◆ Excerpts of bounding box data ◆
+-------+

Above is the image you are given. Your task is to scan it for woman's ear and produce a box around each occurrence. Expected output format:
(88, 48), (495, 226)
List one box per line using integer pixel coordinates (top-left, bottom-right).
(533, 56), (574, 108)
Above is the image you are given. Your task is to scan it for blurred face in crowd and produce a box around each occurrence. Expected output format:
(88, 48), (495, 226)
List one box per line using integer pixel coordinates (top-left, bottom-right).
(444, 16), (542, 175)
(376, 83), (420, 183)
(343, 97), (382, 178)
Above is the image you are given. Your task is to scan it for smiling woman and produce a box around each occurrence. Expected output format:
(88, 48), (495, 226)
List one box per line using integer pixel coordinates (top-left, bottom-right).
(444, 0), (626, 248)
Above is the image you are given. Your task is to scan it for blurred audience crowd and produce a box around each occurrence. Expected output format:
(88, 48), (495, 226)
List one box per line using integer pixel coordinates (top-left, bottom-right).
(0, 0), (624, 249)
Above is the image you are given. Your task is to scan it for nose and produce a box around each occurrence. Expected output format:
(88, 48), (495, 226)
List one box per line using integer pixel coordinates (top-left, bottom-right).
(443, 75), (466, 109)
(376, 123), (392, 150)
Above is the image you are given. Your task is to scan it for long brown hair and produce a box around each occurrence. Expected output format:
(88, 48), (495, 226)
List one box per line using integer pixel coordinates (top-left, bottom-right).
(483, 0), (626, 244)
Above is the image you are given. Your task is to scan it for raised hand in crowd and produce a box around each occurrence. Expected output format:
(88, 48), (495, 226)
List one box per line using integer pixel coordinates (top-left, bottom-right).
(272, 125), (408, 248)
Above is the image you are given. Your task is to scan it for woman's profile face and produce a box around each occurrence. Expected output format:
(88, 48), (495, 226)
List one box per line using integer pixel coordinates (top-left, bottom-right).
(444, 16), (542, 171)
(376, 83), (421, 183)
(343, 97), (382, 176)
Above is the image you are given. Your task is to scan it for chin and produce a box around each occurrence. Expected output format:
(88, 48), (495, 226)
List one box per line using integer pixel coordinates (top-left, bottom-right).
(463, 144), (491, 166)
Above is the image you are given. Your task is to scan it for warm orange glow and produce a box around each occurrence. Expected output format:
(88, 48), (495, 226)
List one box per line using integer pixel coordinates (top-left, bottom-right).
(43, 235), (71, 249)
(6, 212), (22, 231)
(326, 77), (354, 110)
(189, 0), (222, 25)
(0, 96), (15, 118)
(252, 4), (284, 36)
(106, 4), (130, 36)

+-------+

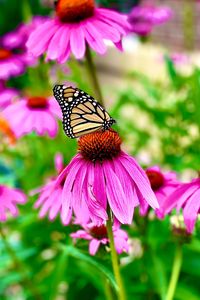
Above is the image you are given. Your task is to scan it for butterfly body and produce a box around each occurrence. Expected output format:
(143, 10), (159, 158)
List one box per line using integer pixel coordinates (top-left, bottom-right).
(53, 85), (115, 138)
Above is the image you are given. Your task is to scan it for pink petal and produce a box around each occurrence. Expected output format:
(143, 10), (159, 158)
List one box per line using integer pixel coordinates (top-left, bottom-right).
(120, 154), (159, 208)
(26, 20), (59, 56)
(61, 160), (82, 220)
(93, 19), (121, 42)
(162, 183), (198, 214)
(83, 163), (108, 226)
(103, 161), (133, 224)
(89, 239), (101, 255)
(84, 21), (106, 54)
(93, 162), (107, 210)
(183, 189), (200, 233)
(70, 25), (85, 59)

+-------+

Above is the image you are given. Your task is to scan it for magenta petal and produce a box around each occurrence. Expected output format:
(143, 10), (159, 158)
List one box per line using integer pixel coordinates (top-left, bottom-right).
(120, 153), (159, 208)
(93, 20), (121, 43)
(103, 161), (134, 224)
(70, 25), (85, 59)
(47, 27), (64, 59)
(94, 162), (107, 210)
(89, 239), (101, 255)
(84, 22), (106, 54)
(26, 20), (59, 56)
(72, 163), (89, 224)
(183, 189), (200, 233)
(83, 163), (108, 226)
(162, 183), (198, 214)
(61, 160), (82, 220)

+-------+

◆ Requirements ◆
Can you give the lines of the records, from the line with "it for smiling" to the line with "(0, 0), (624, 249)" (both included), as a Markdown table with the columns No. and Line, numbering each row and leaving out blank lines?

◆ Solution for this problem ◆
| No. | Line |
|---|---|
| 1 | Above is the image you are given. Your task is to scan it for smiling woman and produce a box around each occurrence. Expected output format: |
| 2 | (88, 48), (495, 226) |
| 3 | List one box per line using integer pixel coordinates (top-left, bottom-right). |
| 4 | (444, 0), (626, 248) |
| 5 | Above is the image you are given. Your task is to scan it for blurred audience crowd and produce a box around each occurrence. Expected output format: |
| 6 | (88, 48), (495, 226) |
| 7 | List one box per line using integer pixel coordinates (top-left, bottom-right). |
| 8 | (0, 0), (624, 249) |